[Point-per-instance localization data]
*** Block opens ***

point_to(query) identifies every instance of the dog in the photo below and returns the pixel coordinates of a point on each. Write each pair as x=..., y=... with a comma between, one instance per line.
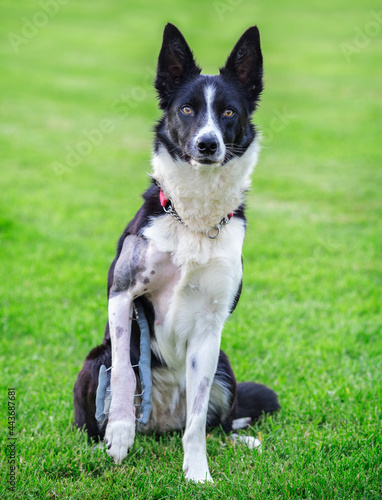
x=181, y=259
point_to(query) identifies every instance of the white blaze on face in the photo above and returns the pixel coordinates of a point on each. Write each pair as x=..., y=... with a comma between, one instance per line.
x=211, y=126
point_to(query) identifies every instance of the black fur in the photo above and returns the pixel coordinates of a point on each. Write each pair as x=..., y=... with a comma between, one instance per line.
x=240, y=84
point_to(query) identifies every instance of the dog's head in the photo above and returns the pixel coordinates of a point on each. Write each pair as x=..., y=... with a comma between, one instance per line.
x=207, y=119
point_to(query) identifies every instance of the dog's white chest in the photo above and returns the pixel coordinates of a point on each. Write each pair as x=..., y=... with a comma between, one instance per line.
x=203, y=277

*** Block closes ***

- _WHAT YOU HAVE TO DO_
An exact copy of the lines from the one containing "point_to(query) identifies every instance of the dog's white" through the end of the entries is required, and nothing beyond them.

- _EXERCISE RESULT_
point_to(query) identifies every instance of the dog's white chest in the photo above and returns the pixel coordinates of a point on each. Write each pair as x=..., y=... with a comma between, one instance per line.
x=203, y=277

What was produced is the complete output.